══ RECORDS ══

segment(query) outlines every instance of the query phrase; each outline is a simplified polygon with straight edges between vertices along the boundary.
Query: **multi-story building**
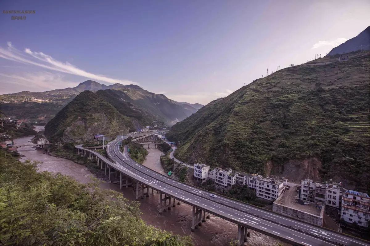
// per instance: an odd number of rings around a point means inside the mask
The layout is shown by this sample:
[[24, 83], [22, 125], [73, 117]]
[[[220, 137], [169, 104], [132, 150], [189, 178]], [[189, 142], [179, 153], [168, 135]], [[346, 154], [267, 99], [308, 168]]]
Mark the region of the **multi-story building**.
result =
[[332, 183], [314, 182], [305, 179], [301, 181], [300, 198], [313, 202], [321, 202], [326, 205], [339, 207], [341, 186]]
[[370, 219], [370, 197], [367, 194], [346, 190], [342, 198], [341, 216], [349, 223], [367, 227]]
[[231, 186], [233, 186], [236, 183], [236, 173], [232, 172], [230, 174], [227, 176], [227, 184]]
[[237, 184], [241, 186], [245, 186], [248, 184], [249, 174], [244, 173], [237, 173], [236, 181]]
[[339, 195], [341, 186], [337, 184], [326, 183], [325, 204], [338, 208], [339, 207]]
[[259, 175], [258, 173], [253, 173], [250, 175], [248, 178], [248, 187], [256, 190], [258, 186], [257, 182], [258, 179], [262, 177], [262, 175]]
[[315, 201], [315, 190], [316, 183], [312, 180], [305, 179], [301, 181], [301, 199], [314, 202]]
[[208, 177], [209, 166], [205, 164], [195, 163], [194, 164], [194, 178], [203, 183]]
[[258, 179], [257, 183], [257, 196], [268, 200], [275, 200], [284, 190], [283, 181], [277, 179], [262, 177]]

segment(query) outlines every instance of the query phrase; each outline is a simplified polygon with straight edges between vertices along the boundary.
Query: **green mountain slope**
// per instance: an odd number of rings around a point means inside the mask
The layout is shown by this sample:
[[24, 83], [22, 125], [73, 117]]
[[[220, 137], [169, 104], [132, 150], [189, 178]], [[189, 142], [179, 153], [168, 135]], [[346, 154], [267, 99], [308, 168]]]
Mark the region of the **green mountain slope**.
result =
[[[0, 95], [0, 110], [8, 115], [46, 123], [80, 93], [110, 89], [114, 91], [110, 93], [109, 96], [119, 98], [121, 102], [127, 102], [128, 107], [135, 107], [136, 110], [145, 111], [145, 114], [150, 115], [151, 119], [154, 116], [158, 120], [170, 125], [195, 113], [203, 106], [199, 104], [176, 102], [164, 95], [155, 94], [134, 84], [116, 83], [106, 86], [92, 80], [87, 80], [73, 88], [43, 92], [21, 91]], [[105, 98], [111, 101], [109, 97]]]
[[211, 102], [171, 128], [175, 155], [369, 190], [370, 52], [348, 55], [282, 69]]
[[89, 91], [81, 93], [45, 126], [45, 135], [51, 141], [82, 142], [96, 134], [113, 137], [134, 130], [129, 117]]

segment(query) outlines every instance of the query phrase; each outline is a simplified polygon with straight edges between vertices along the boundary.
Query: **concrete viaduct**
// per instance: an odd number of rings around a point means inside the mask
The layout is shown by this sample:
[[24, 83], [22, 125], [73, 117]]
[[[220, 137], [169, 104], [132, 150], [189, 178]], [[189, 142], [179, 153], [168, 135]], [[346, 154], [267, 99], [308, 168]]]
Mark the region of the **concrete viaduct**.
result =
[[180, 202], [192, 206], [192, 231], [213, 215], [238, 225], [239, 246], [247, 241], [251, 229], [293, 245], [370, 246], [367, 241], [219, 194], [213, 198], [210, 196], [211, 193], [169, 179], [136, 162], [128, 156], [127, 146], [123, 153], [121, 151], [121, 141], [115, 140], [107, 145], [110, 159], [82, 145], [75, 148], [78, 154], [96, 160], [110, 180], [112, 175], [119, 176], [120, 188], [129, 186], [135, 187], [137, 199], [148, 197], [149, 193], [153, 194], [154, 191], [158, 193], [160, 214], [176, 204], [179, 205]]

═══

## PROBLEM TO WORK ON
Copy all three items above line for line, leaving out the picture.

## RESULT OF THE TASK
segment(query) outlines every instance of the query phrase; each outline is a simplified polygon with straight edges between vertices along the boundary.
Query: **multi-story building**
// per instance: an odd number of rings around a point means inside the mask
The layout is shown by this sample:
[[24, 83], [22, 125], [73, 117]]
[[[220, 137], [169, 104], [132, 150], [189, 178]], [[189, 142], [179, 153], [168, 135]], [[346, 154], [267, 99], [308, 168]]]
Mark the region of the **multi-story building**.
result =
[[332, 183], [314, 182], [305, 179], [301, 181], [300, 198], [313, 202], [321, 202], [326, 205], [339, 207], [341, 186]]
[[370, 219], [370, 197], [367, 194], [346, 190], [342, 198], [341, 216], [349, 223], [367, 227]]
[[231, 186], [233, 186], [236, 183], [236, 173], [232, 172], [230, 174], [227, 176], [227, 184]]
[[237, 184], [241, 186], [245, 186], [248, 184], [249, 174], [244, 173], [237, 173], [236, 181]]
[[339, 195], [341, 186], [337, 184], [326, 183], [325, 204], [338, 208], [339, 207]]
[[259, 175], [258, 173], [253, 173], [250, 175], [248, 178], [248, 187], [256, 190], [258, 186], [257, 182], [258, 179], [262, 177], [262, 175]]
[[315, 201], [315, 190], [316, 183], [312, 180], [305, 179], [301, 181], [301, 199], [314, 202]]
[[208, 177], [209, 166], [205, 164], [195, 163], [194, 164], [194, 178], [203, 183]]
[[258, 179], [257, 183], [257, 196], [268, 200], [275, 200], [284, 190], [283, 181], [277, 179], [262, 177]]

segment(query) outlines every instance of the query phrase; each outline is a simplified polygon with straight edges between vertices along the boundary.
Query: **green mountain slope**
// per instance: an odd number of rings around a point means inside the mask
The layout is shown by this sample:
[[24, 83], [22, 125], [73, 117]]
[[[220, 137], [169, 104], [132, 150], [189, 178]], [[189, 142], [179, 153], [168, 135]], [[346, 154], [267, 99], [308, 168]]]
Mark the region of the **green mountain slope**.
result =
[[[0, 95], [0, 110], [8, 115], [46, 123], [80, 93], [110, 89], [114, 91], [110, 93], [109, 96], [119, 98], [121, 102], [127, 102], [128, 107], [135, 107], [136, 110], [145, 111], [145, 114], [150, 115], [151, 119], [154, 116], [158, 120], [170, 125], [195, 113], [203, 106], [199, 104], [176, 102], [164, 95], [155, 94], [134, 84], [116, 83], [106, 86], [92, 80], [87, 80], [73, 88], [43, 92], [21, 91]], [[105, 98], [111, 101], [109, 97]]]
[[211, 102], [171, 128], [175, 155], [369, 190], [370, 52], [348, 55], [282, 69]]
[[89, 91], [81, 93], [45, 126], [45, 135], [51, 141], [82, 142], [96, 134], [113, 137], [134, 130], [129, 117]]

segment(query) outlines every instance of the query phrase; each outline is a simplified polygon with straight edges between vertices along the boundary.
Query: **concrete viaduct**
// per instance: an odd number of rings around a point means inside the mask
The layout is shown by this sample:
[[24, 83], [22, 125], [73, 117]]
[[[220, 137], [169, 104], [132, 150], [189, 178]], [[189, 142], [179, 153], [168, 135]], [[346, 154], [267, 99], [308, 168]]]
Mark the region of the **concrete viaduct**.
result =
[[180, 202], [192, 206], [192, 231], [213, 215], [238, 225], [239, 246], [247, 241], [251, 229], [293, 245], [370, 246], [367, 241], [219, 194], [213, 198], [210, 196], [211, 193], [169, 179], [136, 162], [128, 156], [127, 146], [123, 153], [121, 151], [121, 141], [115, 140], [107, 145], [110, 159], [82, 145], [75, 148], [78, 154], [96, 160], [110, 180], [112, 175], [119, 176], [120, 188], [129, 186], [135, 187], [137, 199], [148, 197], [149, 193], [153, 194], [154, 191], [158, 193], [160, 214], [176, 204], [179, 205]]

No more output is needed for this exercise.